Required work:
a. Please repeat the tokenizer commit word for word, starting at "diff --git a/includes/Tokenizer.php" and ending at "text after it.".
b. In the tokenizer commit, which feature for the Arabic Wikipedia is listed as not implemented yet?
c. Write the next part of the tokenizer commit, picking up right after its last line.

Source text:
From: Jens Frank <jeluf@users.mediawiki.org>
Date: Sat, 10 Apr 2004 07:53:52 +0000 (+0000)
Subject: Rewrite of Tokenizer. Not using regex any more.
X-Git-Tag: 1.3.0beta1~482
X-Git-Url: http://git.cyclocoop.org/%24self?a=commitdiff_plain;h=f9164a40fb4afeee962be37cfe8f1166fc6547f7;p=lhc%2Fweb%2Fwiklou.git

Rewrite of Tokenizer. Not using regex any more.

TODO: prefixed links for Arabic wikipedia not implemented yet
      handling of French blanks not yet implemented
---

diff --git a/includes/Tokenizer.php b/includes/Tokenizer.php
index 2771319641..2b9c9e7c21 100644
--- a/includes/Tokenizer.php
+++ b/includes/Tokenizer.php
@@ -3,14 +3,13 @@ class Tokenizer {
 	/* private */ var $mText, 		# Text to be processed by the tokenizer
 			  $mPos,		# current position of tokenizer in text
 			  $mTextLength,		# Length of $mText
-			  $mCount,		# token count, computed in preParse
-			  $mMatch,		# matches of tokenizer regex, computed in preParse
-			  $mMatchPos;		# current token position of tokenizer. Each match can
-			  			# be up to two tokens: A matched token and the text after it.

Entries provided:
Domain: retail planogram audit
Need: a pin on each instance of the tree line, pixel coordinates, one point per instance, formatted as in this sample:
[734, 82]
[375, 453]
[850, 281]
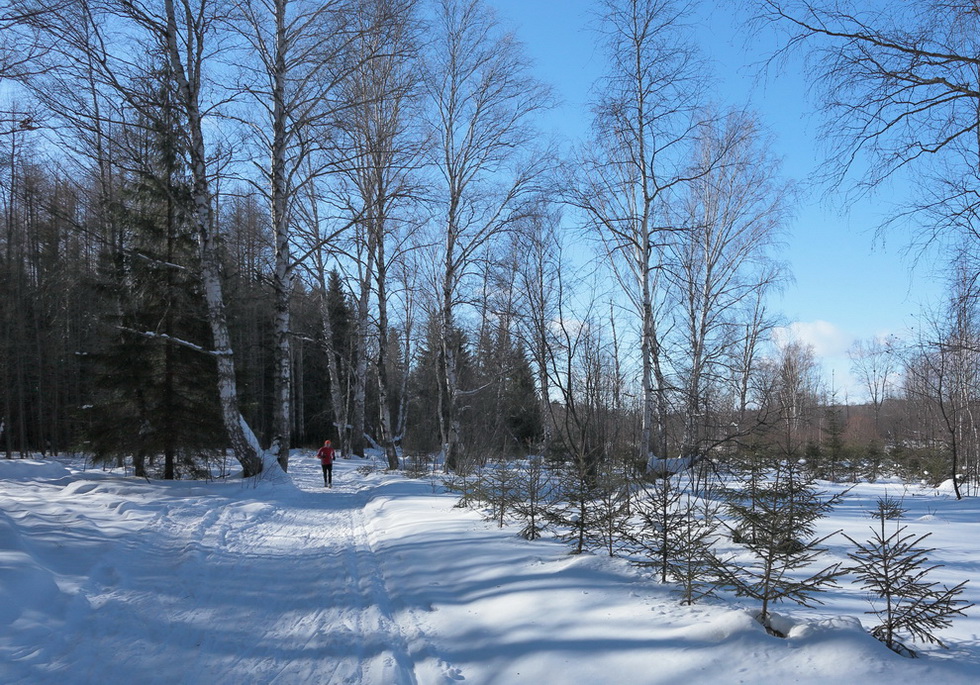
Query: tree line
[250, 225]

* * *

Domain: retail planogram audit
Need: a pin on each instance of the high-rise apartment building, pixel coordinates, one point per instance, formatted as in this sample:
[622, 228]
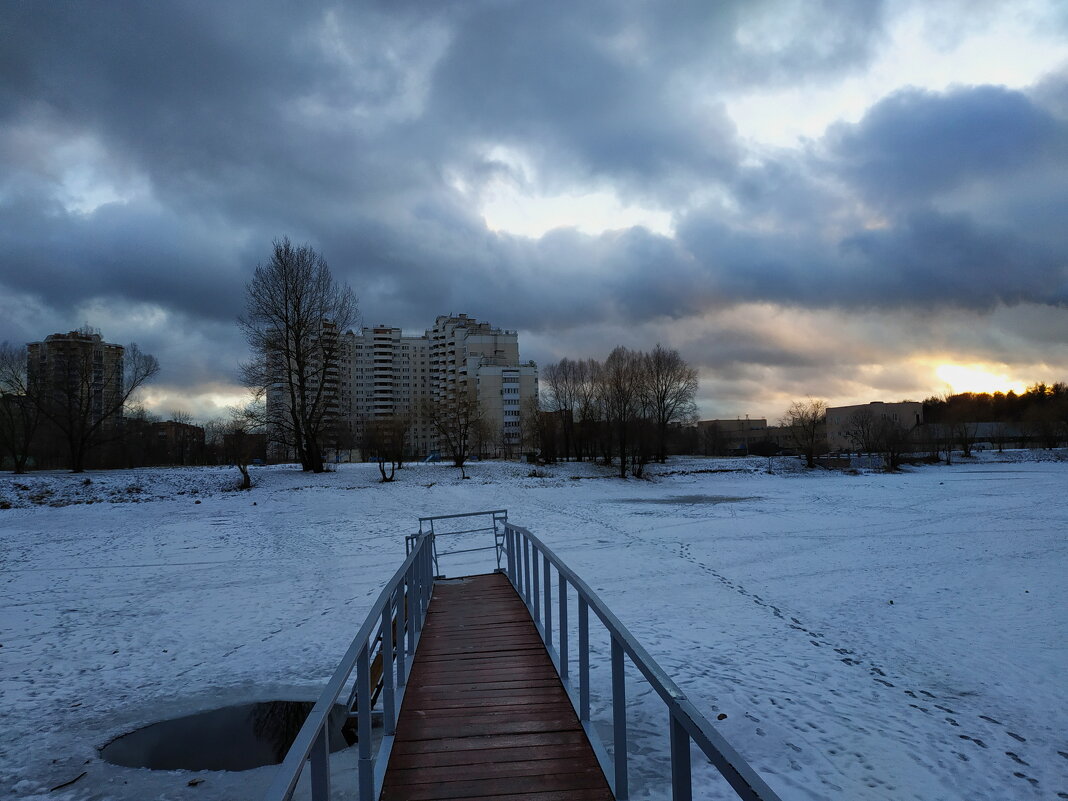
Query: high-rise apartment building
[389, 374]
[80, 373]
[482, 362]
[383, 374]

==

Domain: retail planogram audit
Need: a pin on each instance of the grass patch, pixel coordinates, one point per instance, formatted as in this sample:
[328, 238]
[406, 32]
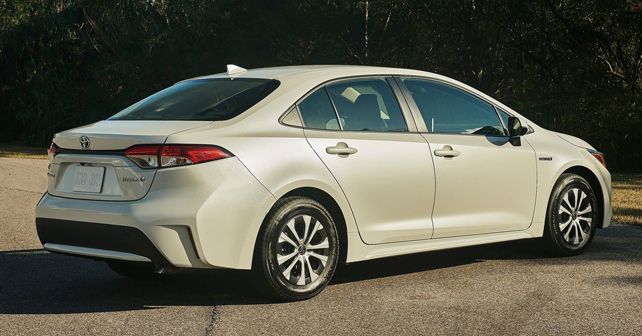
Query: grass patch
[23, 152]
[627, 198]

Results of the exercise:
a.
diff --git a/includes/Tokenizer.php b/includes/Tokenizer.php
index 2771319641..2b9c9e7c21 100644
--- a/includes/Tokenizer.php
+++ b/includes/Tokenizer.php
@@ -3,14 +3,13 @@ class Tokenizer {
 	/* private */ var $mText, 		# Text to be processed by the tokenizer
 			  $mPos,		# current position of tokenizer in text
 			  $mTextLength,		# Length of $mText
-			  $mCount,		# token count, computed in preParse
-			  $mMatch,		# matches of tokenizer regex, computed in preParse
-			  $mMatchPos;		# current token position of tokenizer. Each match can
-			  			# be up to two tokens: A matched token and the text after it.

b. Prefixed links.

c.
+			  $mQueuedToken;	# Tokens that were already found, but not
+			  			# returned yet.
 
 	/* private */ function Tokenizer()
 	{
 		$this->mPos=0;
+		$this->mTokenQueue=array();
 	}
 
 	# factory function
@@ -18,92 +17,133 @@ class Tokenizer {
 	{
 		$t = new Tokenizer();
 		$t->mText = $s;
-		$t->preParse();
 		$t->mTextLength = strlen( $s );
+		// echo "New tokenizer generated. <pre>{$s}</pre>\n"; 
 		return $t;
 	}
 
-	function preParse()
-	{
-		global $wgLang;
-
-		# build up the regex, step by step.
-		# Basic features: Quotes for <em>/<strong> and hyphens for <hr>
-		$regex = "\'\'\'\'\'|\'\'\'|\'\'|\n-----*";
-		# Append regex for linkPrefixExtension 
-		if (  $wgLang->linkPrefixExtension() ) {
-			$regex .= "|([a-zA-Z\x80-\xff]+)\[\[";
-		} else {
-			# end tag that can start with 3 [
-			$regex .= "|\[\[\[?";
-		}
-		# Closing link
-		$regex .= "|\]\]";
-		# Magic words that automatically generate links
-		$regex .= "|ISBN |RFC ";
-		# Language-specific additions
-		$regex .= $wgLang->tokenizerRegex();
-		# Finalize regex
-		$regex = "/(" . $regex . ")/";
 
-		# Apply the regex to the text
-		$this->mCount = preg_match_all( $regex, $this->mText, $this->mMatch,
-						PREG_PATTERN_ORDER|PREG_OFFSET_CAPTURE);
-		$this->mMatchPos=0;
-	}
-
-	function nextToken()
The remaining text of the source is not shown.